■ SOURCE EXTRACT:
begin
This is a brave testimonial from one of our facilitators, expert in addictive behaviours, who will lead a retreat, focused on overcoming addictions. It was written right after an Ayahuasca retreat on which he deciphered the entire mechanism of his addictions and was therefore able to heal his problem from its root, so that the foundations of his addiction collapsed like a house of cards.
Nowadays, much after this happened, and having undergone an intense training around this issue, he is supporting people who are in a similar situation to his own, back in the day.
Living abducted by oneself…
I have been held hostage by my own life, I have bitten countless times the forbidden apple, I have been my own putrid apple, I have been idly watching as my wound grew, I have been fighting too long the same losing battle, I have been anchored to the past without finding a way out and when I finally did see it, it caused a stampede.
I was the sole defendant and witness at my own trial, lost long before it even started, I saw the saddest ending whilst dreaming of a different beginning before it was all over, I kept myself awake for a thousand nights so that my mind would not remember, I have felt utter solitude whilst surrounded by so many who loved me.
I forgot myself in dark hideouts that I myself have built, I paid the ransom with a thousand screams and tears but no one answered, I have gone round and round in my own head without ever understanding myself, I have tasted the bitter taste of unrequited love, I have suffered the dark aftermath of all the times I destroyed myself.
end
■ SET EXERCISE A: Please reproduce the portion of the addiction testimonial starting at "This is a brave" and ending at "house of cards.".
■ SET EXERCISE B: According to the addiction testimonial, when was it written?
■ SET EXERCISE C: Extend the addiction testimonial past its final sentence, keeping its first-person voice.
The listing that comes after this text is not needed for any of the work here.

■ GIVEN MATERIAL:
begin
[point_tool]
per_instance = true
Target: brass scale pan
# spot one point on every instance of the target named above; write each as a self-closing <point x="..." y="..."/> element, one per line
end
■ WRITTEN ANSWER A:
This is a brave testimonial from one of our facilitators, expert in addictive behaviours, who will lead a retreat, focused on overcoming addictions. It was written right after an Ayahuasca retreat on which he deciphered the entire mechanism of his addictions and was therefore able to heal his problem from its root, so that the foundations of his addiction collapsed like a house of cards.

■ WRITTEN ANSWER B: It was written right after an Ayahuasca retreat.

■ WRITTEN ANSWER C:
I have searched a thousand ways and a thousand different places without ever finding the freedom I craved until now, I reached the maximum levels of un-control until I saw my whole world come off the rails, I pretended that I cared for no one nor anything and went mad with rage seeing myself cry afterwards, breaking everything I touched, hurting myself, yet denying it and constantly deceiving myself into thinking that I actually enjoyed all this.
I lived between imaginary bars that I did not know how to escape from, even though all I had to do was to believe it was possible. I had wings, but did not know how to fly, I hit rock-bottom and did not want to react, I felt sad and could not get any better, I was asleep and was not trying to awaken, I felt like I was choking myself and I let myself be choked, I could not see that all I had to do was look inside myself to start all over.
Today I exterminate all that which my soul no longer needs, before I blew my life up into a thousand pieces and rather than of accepting the blame, I threw it upon dynamite. I will never again forget to show my favourite smile, and it is not true that our life is written beforehand, for it is our soul which inhabits it and it is our spirit who screams at us to leave behind all that which is not appropriate and to live our life in the same way as we wish for it to be described some day.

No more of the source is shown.